§ Aim: Rewrite the entries below as a two-column CSV with the headers input and output, giving one row per entry. Put each entry's text and its answer in one quoted field each, turn line breaks into spaces, and leave the pictures out.

(Records)

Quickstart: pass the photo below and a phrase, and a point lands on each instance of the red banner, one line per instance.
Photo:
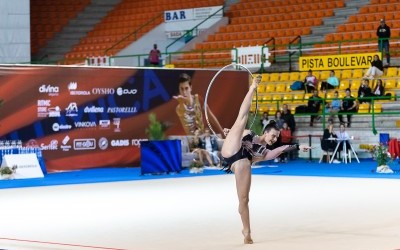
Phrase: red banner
(84, 117)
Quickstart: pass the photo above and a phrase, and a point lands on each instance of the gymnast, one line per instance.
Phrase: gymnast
(243, 147)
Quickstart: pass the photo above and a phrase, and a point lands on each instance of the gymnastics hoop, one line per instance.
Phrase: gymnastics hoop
(208, 91)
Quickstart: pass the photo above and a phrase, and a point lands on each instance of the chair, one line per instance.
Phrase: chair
(325, 152)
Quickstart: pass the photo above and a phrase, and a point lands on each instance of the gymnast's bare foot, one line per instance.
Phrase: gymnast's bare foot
(247, 237)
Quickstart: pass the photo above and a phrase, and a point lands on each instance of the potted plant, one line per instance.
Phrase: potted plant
(382, 156)
(7, 172)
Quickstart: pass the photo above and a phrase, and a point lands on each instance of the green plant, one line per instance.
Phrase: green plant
(156, 129)
(381, 154)
(8, 170)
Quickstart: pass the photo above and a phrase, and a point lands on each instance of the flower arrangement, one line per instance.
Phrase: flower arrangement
(7, 172)
(381, 154)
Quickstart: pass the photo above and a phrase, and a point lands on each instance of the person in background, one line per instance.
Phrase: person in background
(343, 137)
(288, 117)
(331, 83)
(278, 119)
(349, 105)
(286, 139)
(242, 148)
(376, 69)
(154, 56)
(310, 82)
(264, 120)
(383, 33)
(313, 106)
(189, 108)
(364, 91)
(379, 90)
(328, 143)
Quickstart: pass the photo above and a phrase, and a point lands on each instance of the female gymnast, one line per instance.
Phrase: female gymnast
(242, 147)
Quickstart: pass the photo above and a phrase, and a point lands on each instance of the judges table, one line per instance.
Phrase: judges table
(343, 141)
(29, 160)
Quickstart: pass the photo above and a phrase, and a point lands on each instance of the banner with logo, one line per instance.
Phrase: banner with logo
(342, 61)
(88, 117)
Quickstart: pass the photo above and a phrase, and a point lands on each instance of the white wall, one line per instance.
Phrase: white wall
(15, 46)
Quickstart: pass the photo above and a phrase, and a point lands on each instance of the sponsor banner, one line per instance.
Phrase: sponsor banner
(343, 61)
(27, 165)
(87, 117)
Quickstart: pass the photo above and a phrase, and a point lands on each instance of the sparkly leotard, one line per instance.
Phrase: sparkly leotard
(250, 149)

§ Expected output:
input,output
"Quickstart: pass the photo below and a phrase, and a point lands on each instance of the red banner, one line per instance. Photo: Phrase: red banner","(84, 117)"
"Quickstart: pass the photo above and a phrase, and a point lands on each instance of the gymnast, one line per instance. Phrase: gymnast","(243, 147)"
"Quickstart: pass the photo above and a phrase, and a point lands on each instance of the gymnastics hoop, one line per instance. Phrase: gymnastics hoop","(208, 91)"
"Quickstart: pass the photo above and a phrase, and a point lands on each instance of the chair, one line per instance. Phrase: chair","(325, 152)"
"Quickstart: pass the photo above and a phrase, and a point lands on each instance of the gymnast's bare foot, one line per instance. Phrase: gymnast's bare foot","(247, 237)"
"Quickstart: pass the photo above and a phrase, and a point lands on each instance of the potted plant, one line per instance. Phrase: potted plant","(382, 156) (7, 172)"
"Quickstart: pass the photo above and a phrase, and a point lands on each instance of the green plant, one line per instance. Phrase: green plant","(156, 129) (381, 154) (8, 170)"
"Quickstart: pass the photo above and a phrase, and a point lands on each instance of the flower arrangement, one line per instance. Phrase: flower arrangement","(7, 172) (381, 154)"
"Quickstart: pass the photo above and a phrase, and a point lands on each instance of the person in background, one line per instance. Phrase: person in background","(343, 137) (288, 117) (331, 83) (278, 119) (349, 105) (286, 139) (242, 148) (376, 69) (154, 56) (310, 82) (264, 120) (383, 33) (313, 106) (189, 108) (364, 91) (379, 90) (328, 143)"
"Quickstart: pass the photo above and a phrase, and a point lands on each instance of the female gymnast, one line per instance. Phrase: female gymnast","(242, 147)"
"Quickstart: pass the photo above and a phrase, and a point lands on each instance of the judges table, one line per instance. Phrase: judges table","(343, 141) (29, 160)"
"Quickstart: pass the photo above and a phrase, and a point lands on each instance of the banner with logo, one line per instance. Phrase: banner with logo","(342, 61) (88, 117)"
"Quickstart: pass the photo above and a phrase, and a point lands on each instance of the white wall, one line per instance. Phrase: white wall","(15, 46)"
"Quickstart: pass the photo above and a phrase, and a point lands on each instance of the sponsor banner, one line per instance. Phrase: sponsor banner","(343, 61) (27, 165) (87, 117)"
"Quickstart: pass the photo above and a phrase, and a point lands on each instance of the sparkly leotard, one line per instance. Phrase: sparkly leotard","(250, 149)"